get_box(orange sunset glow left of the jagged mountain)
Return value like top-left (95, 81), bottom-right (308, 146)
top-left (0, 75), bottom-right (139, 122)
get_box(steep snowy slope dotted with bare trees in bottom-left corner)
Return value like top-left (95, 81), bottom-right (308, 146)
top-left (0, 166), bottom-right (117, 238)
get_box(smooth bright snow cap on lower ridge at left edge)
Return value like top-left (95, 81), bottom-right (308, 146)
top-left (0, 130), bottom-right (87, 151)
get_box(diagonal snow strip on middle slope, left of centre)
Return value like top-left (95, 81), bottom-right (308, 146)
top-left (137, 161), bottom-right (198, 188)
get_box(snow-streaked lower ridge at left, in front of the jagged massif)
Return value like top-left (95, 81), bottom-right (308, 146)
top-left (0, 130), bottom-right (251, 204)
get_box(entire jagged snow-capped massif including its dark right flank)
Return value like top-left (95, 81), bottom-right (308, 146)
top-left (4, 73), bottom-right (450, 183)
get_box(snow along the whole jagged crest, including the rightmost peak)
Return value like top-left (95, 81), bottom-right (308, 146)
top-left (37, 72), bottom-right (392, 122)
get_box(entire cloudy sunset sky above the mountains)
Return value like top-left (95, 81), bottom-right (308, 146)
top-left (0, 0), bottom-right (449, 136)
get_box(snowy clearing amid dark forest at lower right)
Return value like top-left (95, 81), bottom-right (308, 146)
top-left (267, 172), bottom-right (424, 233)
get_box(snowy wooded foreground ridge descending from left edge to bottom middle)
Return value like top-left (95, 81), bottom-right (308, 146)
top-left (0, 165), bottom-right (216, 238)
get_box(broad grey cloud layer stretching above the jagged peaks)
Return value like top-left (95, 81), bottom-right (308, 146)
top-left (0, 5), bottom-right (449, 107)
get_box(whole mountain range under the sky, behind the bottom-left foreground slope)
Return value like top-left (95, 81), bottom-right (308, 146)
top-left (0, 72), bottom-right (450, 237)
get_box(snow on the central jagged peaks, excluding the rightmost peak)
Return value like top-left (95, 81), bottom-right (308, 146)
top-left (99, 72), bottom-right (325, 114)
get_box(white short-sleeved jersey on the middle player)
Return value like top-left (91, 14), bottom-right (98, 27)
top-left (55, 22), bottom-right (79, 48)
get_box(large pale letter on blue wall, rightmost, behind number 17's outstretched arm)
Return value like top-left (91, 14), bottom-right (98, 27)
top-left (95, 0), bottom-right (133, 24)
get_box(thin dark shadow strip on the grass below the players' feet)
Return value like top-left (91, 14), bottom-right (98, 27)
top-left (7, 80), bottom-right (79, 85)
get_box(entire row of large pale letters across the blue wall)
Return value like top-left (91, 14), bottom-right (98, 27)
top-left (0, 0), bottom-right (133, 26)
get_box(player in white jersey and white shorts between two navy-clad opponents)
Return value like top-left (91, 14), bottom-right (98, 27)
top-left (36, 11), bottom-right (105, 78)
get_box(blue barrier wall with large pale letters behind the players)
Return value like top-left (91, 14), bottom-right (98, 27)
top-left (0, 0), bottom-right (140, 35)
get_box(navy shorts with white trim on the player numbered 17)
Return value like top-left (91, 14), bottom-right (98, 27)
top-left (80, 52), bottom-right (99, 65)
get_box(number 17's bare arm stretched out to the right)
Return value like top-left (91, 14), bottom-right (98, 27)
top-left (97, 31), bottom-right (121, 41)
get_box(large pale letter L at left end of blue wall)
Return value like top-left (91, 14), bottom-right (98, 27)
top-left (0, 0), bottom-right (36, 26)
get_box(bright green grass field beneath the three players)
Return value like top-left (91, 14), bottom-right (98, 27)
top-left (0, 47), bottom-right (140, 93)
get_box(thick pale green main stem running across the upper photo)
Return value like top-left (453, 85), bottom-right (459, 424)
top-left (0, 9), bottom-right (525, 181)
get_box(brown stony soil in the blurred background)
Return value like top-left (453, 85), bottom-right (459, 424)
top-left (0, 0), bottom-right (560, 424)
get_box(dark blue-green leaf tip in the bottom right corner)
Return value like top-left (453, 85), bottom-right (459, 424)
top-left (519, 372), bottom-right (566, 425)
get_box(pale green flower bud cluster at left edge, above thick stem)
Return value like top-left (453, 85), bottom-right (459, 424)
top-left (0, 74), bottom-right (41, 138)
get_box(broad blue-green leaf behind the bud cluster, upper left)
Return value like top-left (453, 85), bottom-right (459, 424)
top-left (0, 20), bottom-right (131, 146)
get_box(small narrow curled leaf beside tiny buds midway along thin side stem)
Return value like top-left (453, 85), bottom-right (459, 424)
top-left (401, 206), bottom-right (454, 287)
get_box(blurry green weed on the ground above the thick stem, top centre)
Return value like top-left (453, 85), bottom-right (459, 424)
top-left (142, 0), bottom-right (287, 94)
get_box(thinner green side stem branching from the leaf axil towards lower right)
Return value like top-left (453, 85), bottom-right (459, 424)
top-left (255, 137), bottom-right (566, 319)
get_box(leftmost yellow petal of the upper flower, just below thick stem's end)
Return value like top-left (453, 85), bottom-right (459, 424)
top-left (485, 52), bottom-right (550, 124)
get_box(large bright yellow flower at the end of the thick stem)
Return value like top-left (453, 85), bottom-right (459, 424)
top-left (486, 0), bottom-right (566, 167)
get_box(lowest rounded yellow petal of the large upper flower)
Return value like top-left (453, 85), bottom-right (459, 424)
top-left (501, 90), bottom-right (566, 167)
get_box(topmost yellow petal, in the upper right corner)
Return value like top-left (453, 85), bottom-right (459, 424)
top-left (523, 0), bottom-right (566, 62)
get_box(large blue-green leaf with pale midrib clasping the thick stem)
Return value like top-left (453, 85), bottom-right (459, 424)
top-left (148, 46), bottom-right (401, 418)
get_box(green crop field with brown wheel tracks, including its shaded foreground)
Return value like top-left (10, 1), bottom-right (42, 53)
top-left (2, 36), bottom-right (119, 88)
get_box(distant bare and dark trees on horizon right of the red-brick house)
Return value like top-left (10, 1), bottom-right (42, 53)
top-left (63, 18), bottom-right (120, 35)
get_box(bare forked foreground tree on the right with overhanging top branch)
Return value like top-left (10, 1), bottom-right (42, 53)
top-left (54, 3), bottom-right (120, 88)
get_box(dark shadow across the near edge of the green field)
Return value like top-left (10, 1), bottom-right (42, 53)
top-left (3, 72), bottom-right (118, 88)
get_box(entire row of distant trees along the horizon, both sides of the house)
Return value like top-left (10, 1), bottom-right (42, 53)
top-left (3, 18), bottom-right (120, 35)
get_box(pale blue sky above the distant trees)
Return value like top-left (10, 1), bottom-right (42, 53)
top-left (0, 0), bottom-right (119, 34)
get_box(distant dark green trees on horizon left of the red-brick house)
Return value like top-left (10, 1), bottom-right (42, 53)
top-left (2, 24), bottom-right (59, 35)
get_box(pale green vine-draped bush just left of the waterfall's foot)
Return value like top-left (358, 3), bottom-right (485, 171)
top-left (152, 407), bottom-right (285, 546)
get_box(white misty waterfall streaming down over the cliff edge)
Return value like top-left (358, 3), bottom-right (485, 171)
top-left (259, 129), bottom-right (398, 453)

:::::

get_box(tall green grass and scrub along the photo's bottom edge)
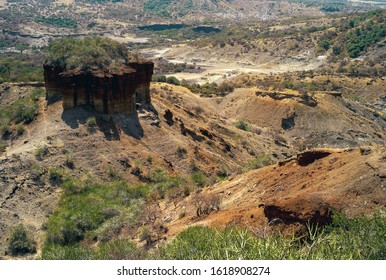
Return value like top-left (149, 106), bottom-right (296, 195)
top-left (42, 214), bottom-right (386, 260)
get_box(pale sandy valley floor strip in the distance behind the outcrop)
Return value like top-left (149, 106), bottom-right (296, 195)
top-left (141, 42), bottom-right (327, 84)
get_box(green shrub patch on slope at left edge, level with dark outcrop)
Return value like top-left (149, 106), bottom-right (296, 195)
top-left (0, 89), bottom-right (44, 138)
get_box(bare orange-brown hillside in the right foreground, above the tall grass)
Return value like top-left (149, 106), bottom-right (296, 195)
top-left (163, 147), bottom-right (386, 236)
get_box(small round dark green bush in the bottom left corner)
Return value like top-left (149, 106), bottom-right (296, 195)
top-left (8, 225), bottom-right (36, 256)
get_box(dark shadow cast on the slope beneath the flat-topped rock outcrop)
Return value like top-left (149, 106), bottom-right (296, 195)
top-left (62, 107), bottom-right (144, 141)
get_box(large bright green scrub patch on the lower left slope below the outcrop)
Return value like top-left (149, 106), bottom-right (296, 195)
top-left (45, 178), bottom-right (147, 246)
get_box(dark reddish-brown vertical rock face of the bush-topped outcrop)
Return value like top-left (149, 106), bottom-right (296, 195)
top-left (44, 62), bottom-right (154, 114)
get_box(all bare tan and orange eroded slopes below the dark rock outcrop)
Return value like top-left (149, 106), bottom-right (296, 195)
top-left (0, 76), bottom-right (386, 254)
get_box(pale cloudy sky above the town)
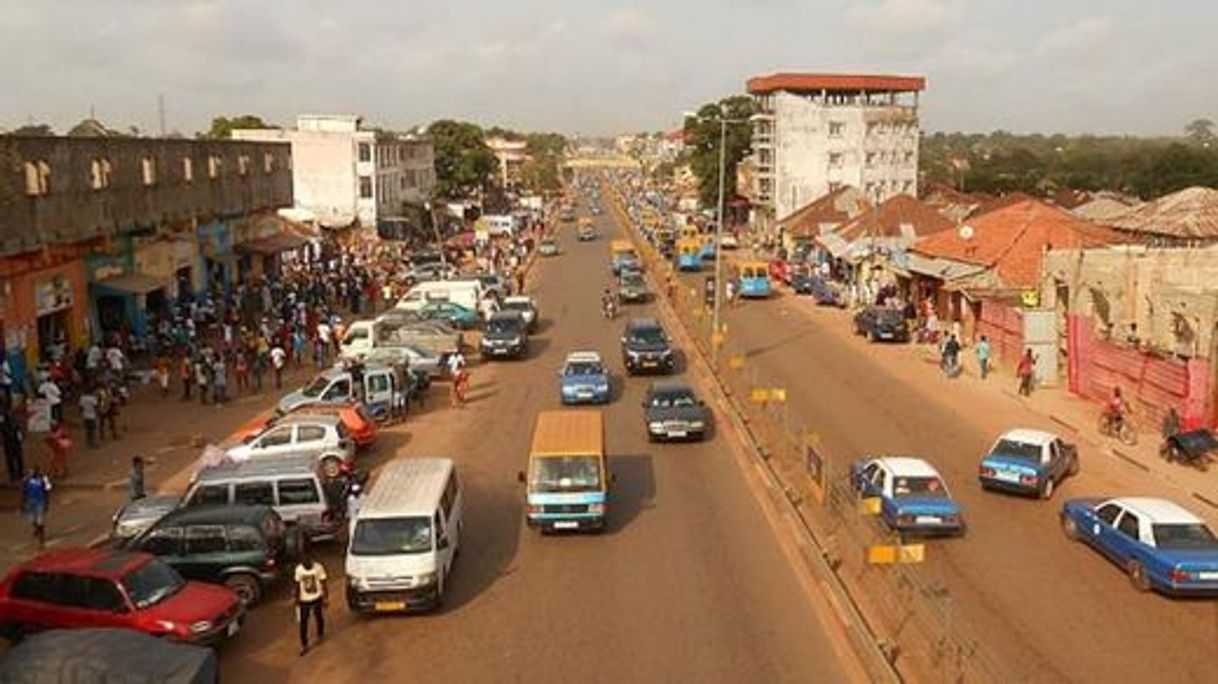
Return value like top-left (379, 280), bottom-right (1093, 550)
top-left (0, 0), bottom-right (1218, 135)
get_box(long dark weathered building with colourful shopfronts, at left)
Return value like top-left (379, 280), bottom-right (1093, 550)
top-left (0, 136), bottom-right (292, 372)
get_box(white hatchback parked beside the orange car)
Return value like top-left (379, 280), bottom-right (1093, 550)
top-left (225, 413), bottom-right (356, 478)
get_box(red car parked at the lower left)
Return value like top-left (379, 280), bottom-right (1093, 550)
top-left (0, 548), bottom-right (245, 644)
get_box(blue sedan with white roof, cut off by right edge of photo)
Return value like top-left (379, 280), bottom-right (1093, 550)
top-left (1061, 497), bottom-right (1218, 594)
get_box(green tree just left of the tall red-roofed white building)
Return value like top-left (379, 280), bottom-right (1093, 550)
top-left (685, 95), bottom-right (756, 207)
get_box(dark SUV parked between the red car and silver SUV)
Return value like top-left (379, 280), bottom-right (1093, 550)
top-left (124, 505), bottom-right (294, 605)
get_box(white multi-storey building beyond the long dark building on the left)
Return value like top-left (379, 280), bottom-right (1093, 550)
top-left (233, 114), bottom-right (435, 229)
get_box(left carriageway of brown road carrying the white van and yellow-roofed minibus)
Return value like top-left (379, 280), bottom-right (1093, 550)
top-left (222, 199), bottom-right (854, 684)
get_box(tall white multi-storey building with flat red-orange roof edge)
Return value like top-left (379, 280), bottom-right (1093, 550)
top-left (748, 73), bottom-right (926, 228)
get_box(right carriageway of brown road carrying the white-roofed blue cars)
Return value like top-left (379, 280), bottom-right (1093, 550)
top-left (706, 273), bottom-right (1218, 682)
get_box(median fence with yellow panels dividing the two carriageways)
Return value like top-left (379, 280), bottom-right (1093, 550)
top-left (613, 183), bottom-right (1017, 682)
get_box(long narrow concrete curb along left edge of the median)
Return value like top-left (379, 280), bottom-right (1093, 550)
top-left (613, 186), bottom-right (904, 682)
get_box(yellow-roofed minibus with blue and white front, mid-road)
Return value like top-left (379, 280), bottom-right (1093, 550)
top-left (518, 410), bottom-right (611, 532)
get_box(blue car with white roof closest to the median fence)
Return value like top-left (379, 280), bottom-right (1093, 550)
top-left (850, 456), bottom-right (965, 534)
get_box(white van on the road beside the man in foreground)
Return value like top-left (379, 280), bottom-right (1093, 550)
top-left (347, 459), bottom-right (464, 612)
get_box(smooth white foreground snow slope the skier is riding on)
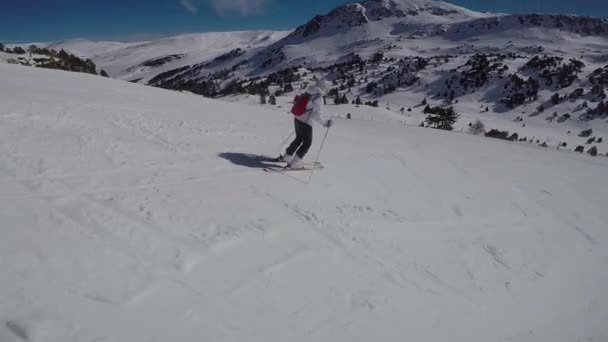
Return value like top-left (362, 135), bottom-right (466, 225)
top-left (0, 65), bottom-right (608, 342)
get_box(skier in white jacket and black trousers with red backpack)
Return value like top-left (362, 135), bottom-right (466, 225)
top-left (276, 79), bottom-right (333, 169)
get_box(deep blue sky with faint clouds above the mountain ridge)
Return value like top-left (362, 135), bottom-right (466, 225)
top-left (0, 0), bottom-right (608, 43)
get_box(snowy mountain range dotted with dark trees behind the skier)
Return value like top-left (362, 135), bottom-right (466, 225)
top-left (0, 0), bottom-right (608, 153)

:::::

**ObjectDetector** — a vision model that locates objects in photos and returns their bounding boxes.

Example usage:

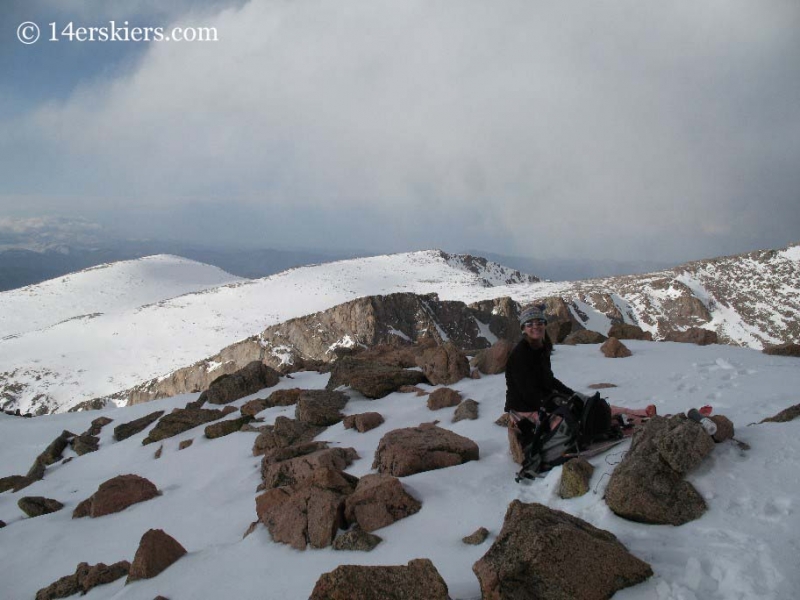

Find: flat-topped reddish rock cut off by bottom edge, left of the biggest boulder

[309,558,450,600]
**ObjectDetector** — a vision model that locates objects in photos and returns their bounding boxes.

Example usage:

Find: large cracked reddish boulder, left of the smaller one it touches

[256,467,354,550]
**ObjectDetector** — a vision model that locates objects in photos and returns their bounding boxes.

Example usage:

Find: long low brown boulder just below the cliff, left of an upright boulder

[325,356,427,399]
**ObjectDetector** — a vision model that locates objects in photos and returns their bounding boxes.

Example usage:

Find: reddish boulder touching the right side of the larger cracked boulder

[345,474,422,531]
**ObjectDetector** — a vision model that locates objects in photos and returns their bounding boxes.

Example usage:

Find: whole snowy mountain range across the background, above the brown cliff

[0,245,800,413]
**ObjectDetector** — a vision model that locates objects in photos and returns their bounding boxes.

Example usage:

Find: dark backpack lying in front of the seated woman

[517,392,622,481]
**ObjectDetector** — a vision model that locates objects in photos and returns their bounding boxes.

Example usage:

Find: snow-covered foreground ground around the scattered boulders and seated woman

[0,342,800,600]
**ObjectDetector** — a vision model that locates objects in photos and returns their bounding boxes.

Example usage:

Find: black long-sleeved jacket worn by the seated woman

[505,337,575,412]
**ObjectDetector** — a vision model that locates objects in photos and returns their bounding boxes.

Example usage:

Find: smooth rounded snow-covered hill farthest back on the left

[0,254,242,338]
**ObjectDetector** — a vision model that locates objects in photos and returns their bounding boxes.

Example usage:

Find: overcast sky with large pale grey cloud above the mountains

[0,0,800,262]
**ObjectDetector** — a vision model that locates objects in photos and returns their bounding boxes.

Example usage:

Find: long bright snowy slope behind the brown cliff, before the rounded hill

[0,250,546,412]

:::::

Work to be completed: When the word "sunset" shows up in a line of the entries, report that line.

Solution to this exercise:
get_box(orange sunset glow left of the jagged mountain)
get_box(entire cloudy sunset sky above the mountains)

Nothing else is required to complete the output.